▸ GIVEN PASSAGE

┄┄┄┄┄┄┄┄┄┄┄┄┄┄┄┄┄┄┄┄

119: The Small Corrections That Compound
You are already doing the work. You just need someone to show you where.
The Ladder Fitness app took me far. I saw visible changes in my body. Strength went up. Muscle showed up where it hadn’t before. Discipline wasn’t missing. Consistency wasn’t missing.
I wasn’t dabbling. I was training regularly and following the program.
From the outside, it looked like it was working.
And in many ways, it was.
This Isn’t About Beginners
This isn’t for people who haven’t built discipline yet. It’s not for people still negotiating with themselves about whether they “feel like” showing up.
It’s for people who already do.
People who are consistent enough that effort is no longer the variable.
This is about what happens after that.
When a System Mostly Works, It Hides Its Flaws
Training on my own, without a coach watching in person, I developed a small movement habit that shifted load away from the joint.
Nothing dramatic. Nothing obvious.
The reps passed casual inspection. The movement “worked.”
But the angle was off ever so slightly.
Not enough to stop progress immediately. Enough to slowly stress my shoulder.
The tricky part was that it felt normal at first. Controlled. Familiar.
The pattern was undetectable while I was doing it.
That’s the danger of systems that mostly work.
When you’re inside them, inefficiency doesn’t feel like you are failing. It feels like normal.
Your body adapts. Your system compensates. Force gets rerouted instead of transferred.
Until it doesn’t.
What Expert Support Actually Looks Like
This is what people misunderstand about one-on-one guidance.
It’s not about learning something new. It’s not about motivation or mindset.
It’s about correction in context.
I eventually went to a Seitai master in São Paulo. His background wasn’t just therapeutic. He also studied movement patterns from jujitsu, not as a sport, but as a way of understanding how force should move through the body.
He didn’t hype me up. He didn’t explain theory.
He watched me stand. He watched me walk. He watched me initiate movement.
Within minutes, he saw what I couldn’t.
The feedback was immediate. Mechanical. Specific.
Adjust this. Brace here instead of there. Stop protecting the joint. Let the force pass through.
The changes were small. Almost boring in how simple they were.
The impact wasn’t.
Force started transferring cleanly again. The shoulder stopped compensating. Progress stopped leaking.
I wasn’t training more. I wasn’t pushing harder.
I was moving correctly.
The Same Thing Happens in Business
I see the same pattern in business all the time.
A creator publishes consistently. The writing is solid. People engage.
Replies come in. Posts get shared. The work lands.
And yet, sales stall.
Visibility without action. Engagement without conversion.
When this happens, the instinct that we want to follow is predictable.
Add more.
More content. More platforms. More offers. More tactics.
But most of the time, what’s needed isn’t more.
It’s a subtle correction in direction.
This is what the Harmony Map reveals. If you read this and felt something click, your results will show you exactly where that pattern lives. 8 minutes.
Take the Harmony Map Assessment →
The Frankenstein Business Problem
I was reminded of this during a coaching conversation with a creator in a very specific niche.

┄┄┄┄┄┄┄┄┄┄┄┄┄┄┄┄┄┄┄┄

▸ DATA EXTRACT
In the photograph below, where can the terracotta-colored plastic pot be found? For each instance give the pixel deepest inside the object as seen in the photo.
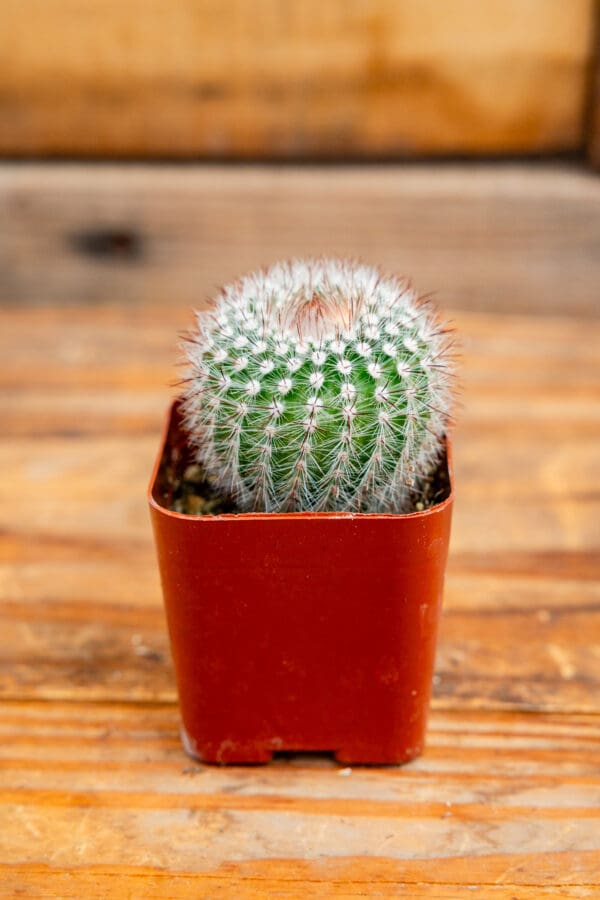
(300, 631)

┄┄┄┄┄┄┄┄┄┄┄┄┄┄┄┄┄┄┄┄

▸ WHAT TO DO
In the piece about small corrections that compound, what three things did the Seitai master watch the writer do?

▸ TASK RESULT
He watched the writer stand, walk, and initiate movement.